Adult Stem Cell Therapy Blog

Stem Cell Therapy: A message from heart patient, Esteban Bonilla

Thursday, January 05, 2006 - Stem Cell Guru

We received the following email from Esteban Bonilla regarding his recent trip to Bangkok for VesCell stem cell therapy to treat his heart failure. Just this morning, Reuters released a story about Mr. Bonilla's trip as well.

----- Original Message -----
From: Esteban Bonilla (email link removed)
To: Don Margolis
Sent: Wednesday, January 04, 2006 4:13 AM
Subject: Hi Don
Hello Don,

Thank you again for the time you gave me in Bangkok! I can say that I have never felt this good in a long time and I got to spend a few days in PA with Jeannine and family. I am back in Florida now and the weather has been good. I walk every morning and I try not to over do anything at this point. I am still sore on my left side but hey, small price to pay for such a tremendous operation! :)

Anyways, I know you are busy but please tell Bell and Jitra and Sak all is well with me. Take care Coo and I hope we meet again soon.

Peace always,

Esteban Bonilla

FEATURE-Stem cell therapy sparks hope in ailing hearts
05 Jan 2006 01:01:51 GMT
Source: Reuters

By Chawadee Nualkhair

BANGKOK, Jan 5 (Reuters) - Esteban Bonilla feels no trepidation as he is wheeled into the operating room of a Bangkok hospital, despite the fact he is only minutes away from starting an experimental stem cell procedure he hopes will keep him alive.

"I really don't feel nervous at all," said the 37-year-old scuba instructor from Florida, who discovered his heart was failing at 32. "For the last five years, I've been waiting to die. This is the first time I've been hopeful to live."

(Complete the following)
1. For each statement below, decide whether the stem cell therapy blog post supports it. Answer yes or no and quote the words from the post that decide it. (a) In his email, Esteban Bonilla says he is back in Florida. (b) The Reuters story says Bonilla learned his heart was failing at 37. (c) Bonilla says he feels nervous as he is taken into the operating room.
2. Continue the stem cell therapy blog post, starting after its final quoted sentence.

(Data)
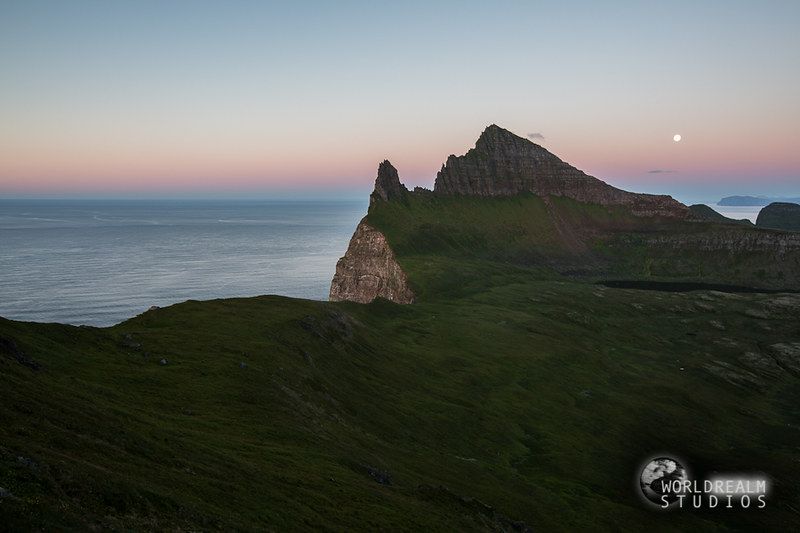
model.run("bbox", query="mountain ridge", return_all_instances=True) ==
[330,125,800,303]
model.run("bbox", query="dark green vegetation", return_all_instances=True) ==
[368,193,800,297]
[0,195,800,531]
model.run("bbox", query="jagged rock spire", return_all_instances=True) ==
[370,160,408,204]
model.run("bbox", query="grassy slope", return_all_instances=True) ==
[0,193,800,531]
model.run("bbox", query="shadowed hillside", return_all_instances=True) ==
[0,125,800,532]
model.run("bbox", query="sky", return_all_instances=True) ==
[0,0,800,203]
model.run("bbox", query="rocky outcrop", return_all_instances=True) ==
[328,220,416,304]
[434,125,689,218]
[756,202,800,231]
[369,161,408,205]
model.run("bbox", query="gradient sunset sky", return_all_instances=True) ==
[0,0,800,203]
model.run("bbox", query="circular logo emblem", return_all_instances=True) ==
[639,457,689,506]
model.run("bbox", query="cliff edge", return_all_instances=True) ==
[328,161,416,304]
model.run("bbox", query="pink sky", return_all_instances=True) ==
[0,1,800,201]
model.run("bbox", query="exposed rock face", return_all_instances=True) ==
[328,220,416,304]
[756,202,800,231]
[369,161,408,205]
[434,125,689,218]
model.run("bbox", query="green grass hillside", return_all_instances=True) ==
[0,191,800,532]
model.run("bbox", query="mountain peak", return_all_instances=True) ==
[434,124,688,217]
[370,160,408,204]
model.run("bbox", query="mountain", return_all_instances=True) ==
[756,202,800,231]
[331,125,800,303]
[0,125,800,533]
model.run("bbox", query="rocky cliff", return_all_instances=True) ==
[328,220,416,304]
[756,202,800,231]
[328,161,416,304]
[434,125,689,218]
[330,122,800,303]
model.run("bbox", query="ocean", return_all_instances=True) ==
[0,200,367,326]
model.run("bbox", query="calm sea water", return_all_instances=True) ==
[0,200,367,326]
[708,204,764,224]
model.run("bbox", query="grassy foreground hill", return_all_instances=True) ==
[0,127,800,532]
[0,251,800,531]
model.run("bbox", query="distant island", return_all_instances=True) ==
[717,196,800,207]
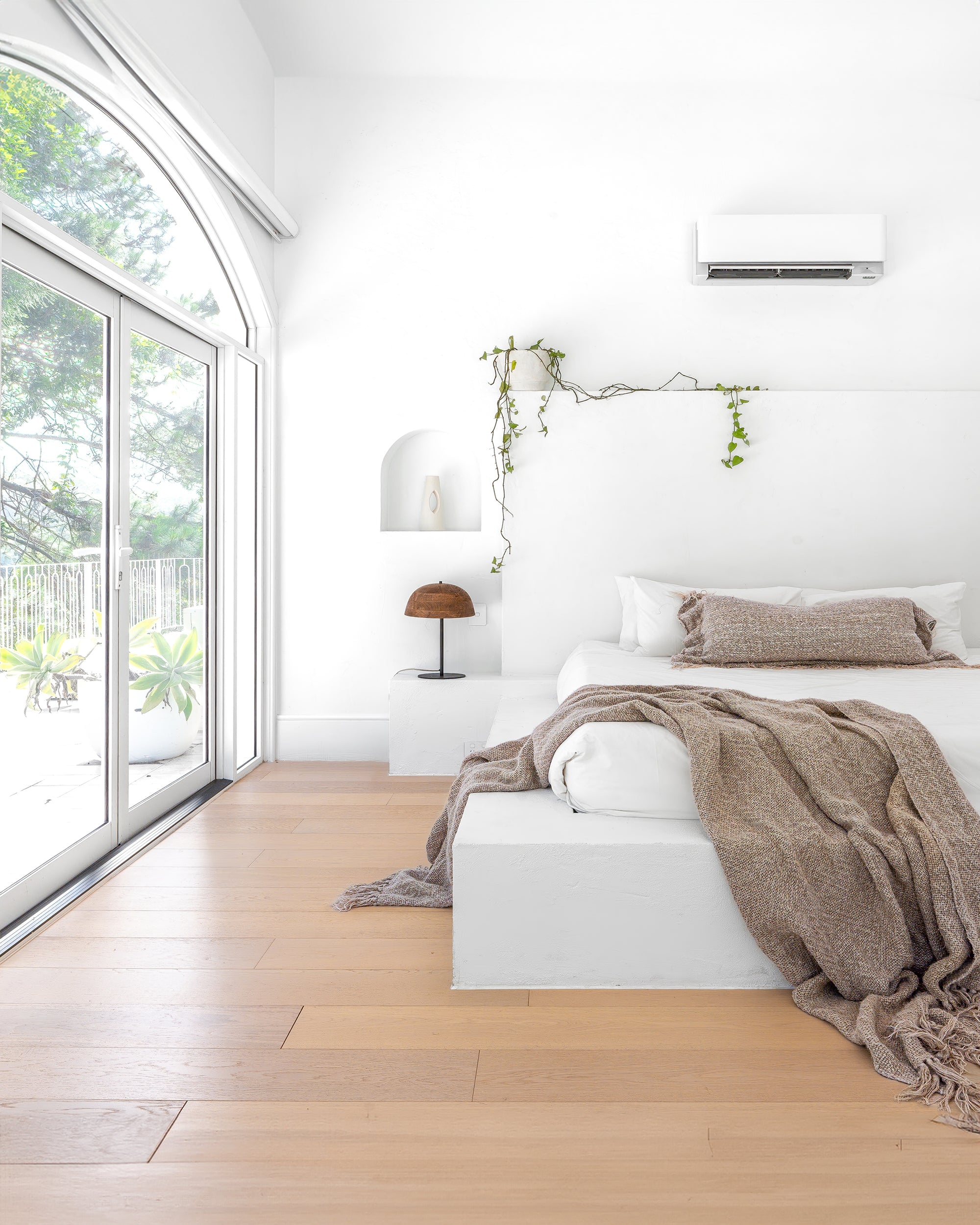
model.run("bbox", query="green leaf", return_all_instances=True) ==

(Expected responses)
1.
(a) Yes: "I am back in Florida now and the weather has been good."
(b) No: "who discovered his heart was failing at 32."
(c) No: "I really don't feel nervous at all,"

2.
The source of Bonilla's new-found hope is a novel therapy that involves injecting stem cells culled from the patient's own blood into the heart to try to regenerate ailing heart muscle.
The two-hour procedure, which involves a patient's own adult stem cells, skirts the risk of rejection by the body and thorny ethical issues surrounding the use of embryonic stem cells posed by some who equate using embryos with destroying human life.

"We have not lost a single patient," said Suphachai Chaithiraphan, chairman of Chao Phya Hospital and president of the Heart Association of Thailand. "If you can offer help to desperate people, then I think you should."

The destination for many of the heart patients seeking stem cell therapy is Thailand, where doctors have staked their reputations on a procedure they say could save thousands of people but has yet to be approved in the United States.

"With stem cell therapy, people who have not had access to heart transplants or resources to go to the hospital on a regular basis can be helped," said Kitipan V. Arom, chief cardio-thoracic surgeon at Bangkok Heart Hospital.